* _Extracted text_:
▶

115 Fed. Cl. 558
Fed. Cl.2014Background
- K-Con Building Systems, Inc. sued the United States Coast Guard over design/build contracts for prefabricated buildings, with this case focusing on the St. Petersburg project.
- Contract award occurred Sept. 5, 2003; only the base item was funded and awarded, with a liquidated damages rate of $564 per day and a completion date of July 26, 2004.
- The design process experienced delays: 50% design submission missed the Nov. 14, 2003 target and final 100% design was not approved until Feb. 2004, with Coast Guard reviewers finding the design incomplete.
- Construction began after design approval in spring 2004, but encountered a concrete shortage, site groundwater, and directives to alter construction sequencing, all affecting the schedule.
- Hurricanes Charley, Frances, Ivan, and Jeanne disrupted progress; subsequent contract modifications extended completion dates and addressed soil, water, and rainfall-related delays, while the Coast Guard ultimately assessed liquidated damages in December 2004.
- The plaintiff asserted claims for remission of liquidated damages and other contract-price adjustments under the Contract Disputes Act (CDA); the government maintained the damages were not penalties and that certain delay claims required proper CDA notice and proof of excusable delay.

◀

* _Stated exercise 1_: In the case summary, what daily rate of liquidated damages did the contract set?
The case summary and the rows that follow are unrelated to each other.

* _Given data_:
▶

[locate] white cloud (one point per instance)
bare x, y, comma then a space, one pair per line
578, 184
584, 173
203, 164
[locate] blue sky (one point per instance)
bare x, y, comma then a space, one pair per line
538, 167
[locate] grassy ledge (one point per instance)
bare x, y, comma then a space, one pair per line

◀

* _Stated exercise 2_: Rewrite only the rows from the line that contains "[locate] blue sky (one point per instance)" through the final line of the rows as a numbered list, leaving out any blank lines.

* _Written reply 1_: $564 per day.

* _Written reply 2_:
1. [locate] blue sky (one point per instance)
2. bare x, y, comma then a space, one pair per line
3. 538, 167
4. [locate] grassy ledge (one point per instance)
5. bare x, y, comma then a space, one pair per line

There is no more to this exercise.